## BEGIN Data to use
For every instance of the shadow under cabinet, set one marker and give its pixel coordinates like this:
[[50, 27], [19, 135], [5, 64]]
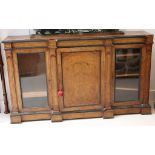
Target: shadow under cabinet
[[73, 76]]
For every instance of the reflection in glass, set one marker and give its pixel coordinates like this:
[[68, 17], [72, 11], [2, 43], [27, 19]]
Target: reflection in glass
[[127, 69], [32, 74]]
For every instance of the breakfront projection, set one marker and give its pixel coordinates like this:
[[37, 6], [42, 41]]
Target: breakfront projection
[[70, 76]]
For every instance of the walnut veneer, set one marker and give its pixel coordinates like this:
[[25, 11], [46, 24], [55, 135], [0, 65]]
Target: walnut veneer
[[62, 77]]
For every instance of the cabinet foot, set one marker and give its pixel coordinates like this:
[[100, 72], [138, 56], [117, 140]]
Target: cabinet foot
[[56, 117], [146, 111], [108, 114]]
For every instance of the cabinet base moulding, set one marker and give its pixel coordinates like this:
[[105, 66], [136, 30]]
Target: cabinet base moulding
[[59, 117]]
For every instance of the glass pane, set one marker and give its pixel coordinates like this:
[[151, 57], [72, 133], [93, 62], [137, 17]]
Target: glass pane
[[32, 74], [127, 68]]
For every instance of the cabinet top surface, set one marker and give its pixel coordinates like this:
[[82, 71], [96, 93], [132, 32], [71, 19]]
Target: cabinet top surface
[[76, 36]]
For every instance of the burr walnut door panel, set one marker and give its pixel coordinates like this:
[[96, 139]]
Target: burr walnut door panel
[[80, 74]]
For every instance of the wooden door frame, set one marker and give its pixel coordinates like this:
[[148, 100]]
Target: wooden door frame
[[60, 80], [17, 80], [142, 75]]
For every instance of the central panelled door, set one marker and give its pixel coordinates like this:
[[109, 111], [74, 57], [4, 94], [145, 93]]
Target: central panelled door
[[81, 78]]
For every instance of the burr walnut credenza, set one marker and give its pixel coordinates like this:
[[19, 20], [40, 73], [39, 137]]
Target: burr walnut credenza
[[72, 76]]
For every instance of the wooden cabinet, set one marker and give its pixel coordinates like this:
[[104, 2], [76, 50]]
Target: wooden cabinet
[[62, 77]]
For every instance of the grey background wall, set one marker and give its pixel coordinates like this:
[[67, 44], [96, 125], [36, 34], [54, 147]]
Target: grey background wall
[[14, 32]]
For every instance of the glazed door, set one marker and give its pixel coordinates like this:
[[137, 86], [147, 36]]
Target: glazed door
[[128, 74], [31, 72], [80, 78]]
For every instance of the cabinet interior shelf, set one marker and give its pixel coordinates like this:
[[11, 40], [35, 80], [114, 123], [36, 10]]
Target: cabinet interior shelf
[[128, 55]]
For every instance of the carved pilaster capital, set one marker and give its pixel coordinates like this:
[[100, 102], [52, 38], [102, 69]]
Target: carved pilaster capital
[[108, 43], [7, 46], [149, 39], [52, 44]]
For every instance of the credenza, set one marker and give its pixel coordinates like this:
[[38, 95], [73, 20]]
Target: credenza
[[74, 76]]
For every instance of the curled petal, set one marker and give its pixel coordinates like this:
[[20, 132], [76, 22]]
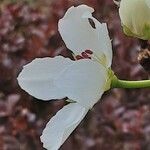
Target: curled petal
[[38, 77], [84, 82], [80, 31], [61, 125]]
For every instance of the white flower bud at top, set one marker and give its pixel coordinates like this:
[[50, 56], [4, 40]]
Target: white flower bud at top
[[135, 18]]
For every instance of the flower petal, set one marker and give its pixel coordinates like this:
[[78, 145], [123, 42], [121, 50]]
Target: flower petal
[[84, 82], [61, 125], [38, 77], [79, 35]]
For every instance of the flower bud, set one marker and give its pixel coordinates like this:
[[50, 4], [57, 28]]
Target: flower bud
[[135, 18]]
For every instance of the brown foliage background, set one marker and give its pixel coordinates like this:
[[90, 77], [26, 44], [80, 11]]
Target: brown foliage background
[[28, 29]]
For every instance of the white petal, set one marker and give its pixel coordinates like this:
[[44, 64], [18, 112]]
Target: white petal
[[79, 35], [38, 77], [61, 125], [84, 82]]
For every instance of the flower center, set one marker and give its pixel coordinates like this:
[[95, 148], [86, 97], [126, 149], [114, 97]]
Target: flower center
[[89, 54], [85, 55]]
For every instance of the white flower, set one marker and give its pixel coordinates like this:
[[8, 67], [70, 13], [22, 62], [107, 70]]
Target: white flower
[[135, 18], [82, 81]]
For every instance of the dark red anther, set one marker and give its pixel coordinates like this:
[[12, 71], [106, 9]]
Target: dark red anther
[[78, 57], [88, 51], [85, 55]]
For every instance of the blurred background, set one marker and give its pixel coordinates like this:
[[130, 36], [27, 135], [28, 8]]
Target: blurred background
[[28, 29]]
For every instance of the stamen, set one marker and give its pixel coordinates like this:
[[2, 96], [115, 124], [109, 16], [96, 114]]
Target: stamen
[[88, 51], [78, 57], [85, 55]]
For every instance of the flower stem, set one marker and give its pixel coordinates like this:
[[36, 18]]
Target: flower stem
[[116, 83]]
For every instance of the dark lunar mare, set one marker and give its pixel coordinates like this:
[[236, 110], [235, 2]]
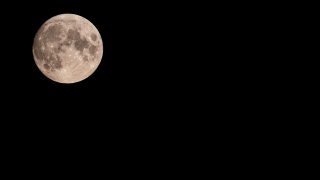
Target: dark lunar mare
[[53, 34]]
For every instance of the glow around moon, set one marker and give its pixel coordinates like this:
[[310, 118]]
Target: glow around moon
[[67, 48]]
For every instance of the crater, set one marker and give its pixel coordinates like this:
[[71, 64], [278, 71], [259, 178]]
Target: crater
[[37, 49], [53, 32], [80, 44], [93, 37], [93, 50], [46, 66], [73, 35], [85, 58]]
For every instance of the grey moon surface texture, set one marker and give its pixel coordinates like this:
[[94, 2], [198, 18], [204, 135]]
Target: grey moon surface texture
[[67, 48]]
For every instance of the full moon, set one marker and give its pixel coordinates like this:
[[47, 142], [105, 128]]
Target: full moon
[[67, 48]]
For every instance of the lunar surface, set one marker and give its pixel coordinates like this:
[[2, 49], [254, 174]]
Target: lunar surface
[[67, 48]]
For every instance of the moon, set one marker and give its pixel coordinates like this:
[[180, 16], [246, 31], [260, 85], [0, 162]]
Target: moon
[[67, 48]]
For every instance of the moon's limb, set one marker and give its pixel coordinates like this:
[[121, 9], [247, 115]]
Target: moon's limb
[[67, 48]]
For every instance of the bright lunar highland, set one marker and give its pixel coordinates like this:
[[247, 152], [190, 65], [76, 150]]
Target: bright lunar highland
[[67, 48]]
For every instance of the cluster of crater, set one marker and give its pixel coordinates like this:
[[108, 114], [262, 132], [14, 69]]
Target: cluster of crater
[[56, 39]]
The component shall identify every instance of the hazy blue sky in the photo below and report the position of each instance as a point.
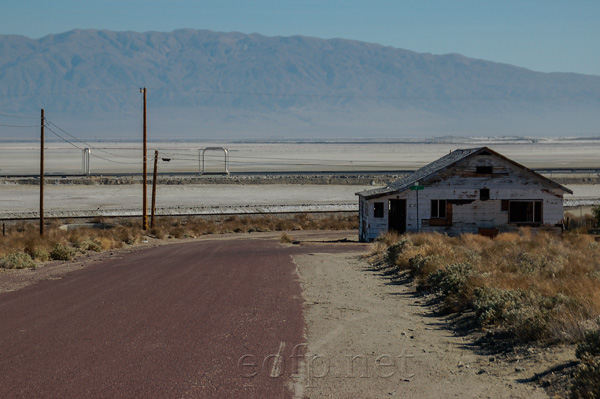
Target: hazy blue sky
(543, 35)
## END Data to use
=== Goal of the exercise ===
Give back, word for word, every line from the one holding "For every instance of the moon's" through the last line of the listing. Pictures are excluded.

=== Exercise output ===
For every instance of the moon's limb, set one marker and give its pixel coordinates like this:
[[121, 9], [247, 115]]
Target: moon's limb
[[67, 48]]
For every instance of the bright lunar highland, set one marker and give its pixel coordinates like this:
[[247, 152], [190, 65], [76, 150]]
Target: bright lunar highland
[[67, 48]]
For every instance of the cluster of crater, set one marker and give its pixel coordinates like this:
[[108, 114], [262, 132], [14, 69]]
Target: cluster of crater
[[56, 39]]
The component shall identify every instance of the hazy blue sky in the photo below and report the position of each instance as a point.
Target: hazy blue sky
(543, 35)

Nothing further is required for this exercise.